DATA TO PROCESS
================================
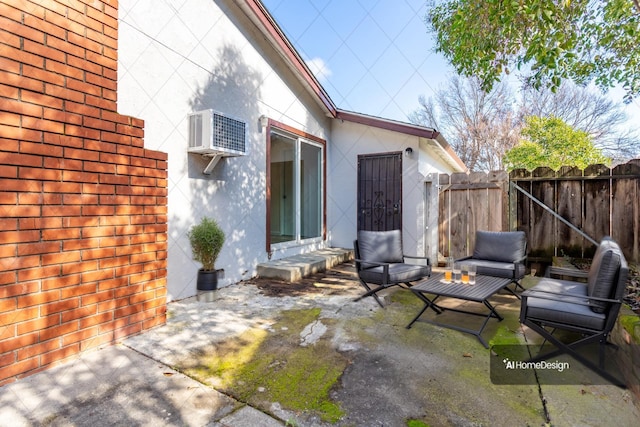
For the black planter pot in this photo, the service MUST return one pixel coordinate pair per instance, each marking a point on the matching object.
(207, 280)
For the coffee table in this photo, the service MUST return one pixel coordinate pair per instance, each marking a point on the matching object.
(485, 287)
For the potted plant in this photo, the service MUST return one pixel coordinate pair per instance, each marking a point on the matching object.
(206, 241)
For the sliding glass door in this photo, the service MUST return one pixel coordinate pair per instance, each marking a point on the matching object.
(296, 189)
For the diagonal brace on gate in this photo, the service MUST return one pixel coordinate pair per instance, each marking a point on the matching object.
(552, 212)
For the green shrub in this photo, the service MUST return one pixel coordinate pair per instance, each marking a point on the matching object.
(206, 241)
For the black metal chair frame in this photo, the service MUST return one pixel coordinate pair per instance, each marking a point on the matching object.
(386, 282)
(589, 335)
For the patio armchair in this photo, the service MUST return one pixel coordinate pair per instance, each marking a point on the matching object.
(500, 254)
(381, 263)
(589, 309)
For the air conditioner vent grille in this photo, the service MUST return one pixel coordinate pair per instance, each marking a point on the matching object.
(213, 133)
(228, 133)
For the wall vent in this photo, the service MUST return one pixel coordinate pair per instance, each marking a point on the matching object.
(216, 135)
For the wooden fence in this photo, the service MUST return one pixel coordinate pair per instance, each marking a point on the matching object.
(597, 201)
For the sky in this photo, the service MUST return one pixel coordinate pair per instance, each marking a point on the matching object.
(372, 56)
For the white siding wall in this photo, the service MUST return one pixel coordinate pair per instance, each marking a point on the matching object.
(179, 57)
(420, 206)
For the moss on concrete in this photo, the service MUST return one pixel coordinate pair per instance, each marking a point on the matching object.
(260, 367)
(416, 423)
(631, 324)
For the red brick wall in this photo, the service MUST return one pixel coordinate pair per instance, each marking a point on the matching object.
(83, 205)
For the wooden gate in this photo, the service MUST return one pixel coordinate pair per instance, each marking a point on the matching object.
(380, 192)
(596, 202)
(466, 203)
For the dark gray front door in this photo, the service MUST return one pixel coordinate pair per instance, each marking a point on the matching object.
(380, 192)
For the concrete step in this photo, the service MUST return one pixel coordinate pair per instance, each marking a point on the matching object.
(296, 267)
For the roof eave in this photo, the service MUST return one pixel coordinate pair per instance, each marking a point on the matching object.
(261, 17)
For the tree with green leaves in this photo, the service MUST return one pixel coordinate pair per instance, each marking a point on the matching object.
(550, 142)
(548, 41)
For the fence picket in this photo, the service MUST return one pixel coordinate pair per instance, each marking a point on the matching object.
(597, 200)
================================
YOUR OBJECTIVE
Reproduce every line of the records above verbatim, omitting the picture.

THE ANSWER
For the black planter pot in this photo, the service MUST return one pixel coordinate pair per instance, each marking a point on the matching object.
(207, 280)
For the coffee table in this photo, the service MUST return one pixel coordinate pair per instance, each marking a point on the matching object.
(485, 287)
For the potted plant in this photo, the service MUST return one pixel coordinate pair per instance, each marking a point on the matching object.
(206, 241)
For the sliding glass door in this photo, the service MUST return one pixel coordinate pair per instance, each marking a point on the matching object.
(296, 189)
For the diagonal brace on gate in this photo, the service MUST return one pixel coordinate pair per instance, each marking a point on the matching object.
(552, 212)
For the green shrub in this photo, the service MUST return one pixel coordinate pair per instance, each marking a point on the matching object.
(206, 241)
For the black metal chair frame in this photo, the service MUST return one pixel coordinate pair per instance, each marking a point on the matching object.
(386, 282)
(589, 335)
For the patio armchair in this photo, the service MUST return one pixel coordinate pair per instance, each marking a point on the matching object.
(500, 254)
(381, 263)
(589, 309)
For the air conditioner vent grille in this photo, the service MUST return one pixel coordinate pair per instance, each marking a point on the matching object.
(213, 133)
(228, 133)
For the wall vent in this photo, the service MUST return one pixel coordinate pair per instance, each marking a point on the matching object.
(216, 135)
For the wooden fence in this photo, the service MUST return one pixel coordinate pair per instance, each marking a point on the matching object.
(597, 201)
For the sky in this photo, the service MUST return one pixel coordinate pair per instance, each marking a point on the matching object.
(372, 56)
For the white siding wall in this photo, the service MUST return one pixel coordinate pair per instance, each marking a point on the matching object.
(179, 57)
(420, 206)
For the moss on concrete in this photo, the service MUST return one pixel coordinate pair per instance, each marking a point on the matching object.
(260, 367)
(416, 423)
(631, 324)
For the red brick wall in this photo, the service MUST return one pixel coordinate pair per instance, each marking a point on the matching object.
(83, 205)
For the wooden gate in this photo, the service MUST return one pixel coordinate pair per instance, each marking a point on the matching object.
(380, 192)
(596, 202)
(466, 203)
For the dark gray front door in this photo, the service MUST return one pixel coordinate pair per instance, each marking a point on the matching object.
(380, 192)
For the concrete step in this photo, the service MUST return one pixel coordinate pair per instance, each marking a point on the matching object.
(296, 267)
For the roof eave in this photo, the service MUST return one pixel coordinate pair per instance, each marking a point on the matching object.
(261, 17)
For the tree with green leaves in this photo, the service MUST return one pixel coordinate pair per instance, each marking a point on the matching object.
(550, 142)
(548, 41)
For the fence picket in this photo, the service MUST return one pixel coordinate pair per instance, each marking a point on the matching object.
(597, 200)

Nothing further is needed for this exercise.